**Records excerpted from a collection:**
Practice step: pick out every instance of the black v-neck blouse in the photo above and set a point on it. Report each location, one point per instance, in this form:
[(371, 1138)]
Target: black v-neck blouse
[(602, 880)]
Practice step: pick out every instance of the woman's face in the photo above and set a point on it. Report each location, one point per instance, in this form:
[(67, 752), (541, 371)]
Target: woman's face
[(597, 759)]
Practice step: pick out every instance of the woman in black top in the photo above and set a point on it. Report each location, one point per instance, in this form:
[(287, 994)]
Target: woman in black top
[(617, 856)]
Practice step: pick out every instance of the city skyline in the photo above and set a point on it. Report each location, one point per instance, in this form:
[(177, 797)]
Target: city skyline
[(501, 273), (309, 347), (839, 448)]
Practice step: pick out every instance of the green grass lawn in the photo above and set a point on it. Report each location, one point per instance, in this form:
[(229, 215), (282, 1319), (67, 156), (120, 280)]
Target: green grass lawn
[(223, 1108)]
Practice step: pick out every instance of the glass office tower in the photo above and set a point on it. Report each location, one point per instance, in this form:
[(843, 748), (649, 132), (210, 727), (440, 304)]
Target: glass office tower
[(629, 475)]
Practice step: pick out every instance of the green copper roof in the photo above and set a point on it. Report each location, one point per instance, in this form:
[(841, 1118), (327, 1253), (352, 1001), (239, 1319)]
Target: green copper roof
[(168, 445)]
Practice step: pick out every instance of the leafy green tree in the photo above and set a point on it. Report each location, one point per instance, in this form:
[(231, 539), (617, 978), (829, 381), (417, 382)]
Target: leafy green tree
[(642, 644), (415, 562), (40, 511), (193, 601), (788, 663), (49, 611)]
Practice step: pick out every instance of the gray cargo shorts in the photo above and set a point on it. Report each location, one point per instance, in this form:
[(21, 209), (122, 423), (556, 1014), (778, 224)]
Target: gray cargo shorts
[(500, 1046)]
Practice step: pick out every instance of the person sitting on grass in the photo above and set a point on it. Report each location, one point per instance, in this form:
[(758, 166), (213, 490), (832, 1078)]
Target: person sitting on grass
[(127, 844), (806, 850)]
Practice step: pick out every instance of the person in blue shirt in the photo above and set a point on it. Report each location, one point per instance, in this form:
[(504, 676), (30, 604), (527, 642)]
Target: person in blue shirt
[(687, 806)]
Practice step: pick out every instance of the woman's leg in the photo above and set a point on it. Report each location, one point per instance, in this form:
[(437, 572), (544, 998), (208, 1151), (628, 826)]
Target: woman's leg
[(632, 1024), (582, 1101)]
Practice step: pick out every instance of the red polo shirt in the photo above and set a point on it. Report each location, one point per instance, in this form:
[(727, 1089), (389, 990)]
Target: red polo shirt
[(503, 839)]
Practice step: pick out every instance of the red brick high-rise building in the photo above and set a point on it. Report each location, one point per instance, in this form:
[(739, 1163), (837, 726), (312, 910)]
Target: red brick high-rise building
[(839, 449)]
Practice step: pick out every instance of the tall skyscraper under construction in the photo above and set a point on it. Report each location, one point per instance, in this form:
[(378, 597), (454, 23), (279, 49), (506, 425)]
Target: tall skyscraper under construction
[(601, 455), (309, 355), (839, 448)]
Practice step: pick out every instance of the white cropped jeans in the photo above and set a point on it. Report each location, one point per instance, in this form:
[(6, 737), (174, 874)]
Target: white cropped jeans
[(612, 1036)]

**What is being asked:**
Convert all of the records above into a JSON list of strings, one string for each line, and omit any blank lines.

**Task result:**
[
  "Practice step: pick out every instance of the black v-neck blouse in the photo above and set a point on it. Report each location, one point per instance, in this form:",
  "[(371, 1138)]",
  "Target: black v-neck blouse",
  "[(602, 880)]",
  "Practice step: pick out every instance of the woman's face in the photo above and set a point on it. Report each location, one point per instance, in this form:",
  "[(67, 752), (541, 371)]",
  "Target: woman's face",
  "[(597, 759)]",
  "Practice step: pick out every instance of the woman in black top in the photo above and set a point on it. Report each location, one point per instance, in this form:",
  "[(287, 994)]",
  "Target: woman in black top",
  "[(617, 856)]",
  "Practice step: pick out every instance of the city skyline in the photo above and set a point on it. Report each location, one point per instance, in this form:",
  "[(177, 797)]",
  "Target: city skyline",
  "[(501, 273), (309, 347), (839, 448)]",
  "Practice step: pick out every instance of the green grass lawn in the photo above and set a point on it. Report each location, one point per instance, in this form:",
  "[(229, 215), (282, 1319), (67, 156), (120, 280)]",
  "Target: green grass lawn",
  "[(223, 1108)]",
  "Practice step: pick out every instance of the glass office tower in the photo above and set a point on it. Report each location, one point per instance, in this form:",
  "[(843, 748), (649, 132), (210, 727), (440, 304)]",
  "Target: glass office tower",
  "[(629, 475)]",
  "Practice step: pick out every instance of the green copper roof in the photo above and set a point on it. Report each location, one point per instance, in this form:",
  "[(841, 1118), (327, 1253), (352, 1001), (239, 1319)]",
  "Target: green copper roof",
  "[(168, 445)]",
  "Practice step: pick out every instance of the leafy green tree in the photo above and set a point on it. Report each location, one point per instance, in this form:",
  "[(231, 539), (617, 978), (829, 381), (417, 382)]",
  "Target: leafy green tree",
  "[(642, 644), (415, 562), (40, 511), (193, 601), (788, 663), (49, 611)]",
  "Practice step: pick out every instance of the gray cargo shorts in the photo above and set a point on it. Report each location, one point per instance, in this form:",
  "[(21, 209), (122, 423), (556, 1014), (778, 224)]",
  "Target: gray cargo shorts",
  "[(500, 1046)]",
  "Practice step: pick out every instance of the person sitting on grass in the photo above and set a point on it. Report each location, one point per instance, in this form:",
  "[(758, 166), (213, 490), (832, 1078)]",
  "Target: person sitting on grass",
  "[(127, 844), (806, 850)]",
  "Practice step: pick out every instance of the person in blue shirt in the photo above and set a point on it. Report each location, one point per instance, in this form:",
  "[(504, 676), (30, 604), (527, 642)]",
  "Target: person in blue shirt",
  "[(687, 806)]",
  "Practice step: pick out every instance of the woman's leg in the photo above and set a point on it. Report each location, one point per instance, in this form:",
  "[(437, 572), (544, 998), (208, 1151), (628, 826)]",
  "Target: woman's leg",
  "[(632, 1024), (582, 1101)]",
  "Practice step: pick out every instance of the red polo shirt in the photo above and set a point on it. Report each location, one point per instance, in this form:",
  "[(727, 1089), (389, 990)]",
  "Target: red polo shirt",
  "[(503, 839)]",
  "Practice step: pick out every instance of the red brick high-rise building in the photo above and set a point on it. Report each location, one point per instance, in this form:",
  "[(739, 1163), (837, 726), (312, 910)]",
  "Target: red brick high-rise building",
  "[(839, 449)]",
  "Practice step: pick out every instance of the tall skyscraper under construction in the photo above and set a point on it. Report each location, one point per instance, in this form:",
  "[(378, 597), (454, 23), (279, 49), (506, 425)]",
  "Target: tall skyscraper under construction",
  "[(601, 455), (309, 355), (839, 448)]",
  "Practice step: pick out every instance of the white cropped jeans in the photo above and set a point on it. Report each location, one point per instance, in this form:",
  "[(6, 737), (174, 874)]",
  "Target: white cropped jeans",
  "[(612, 1036)]"
]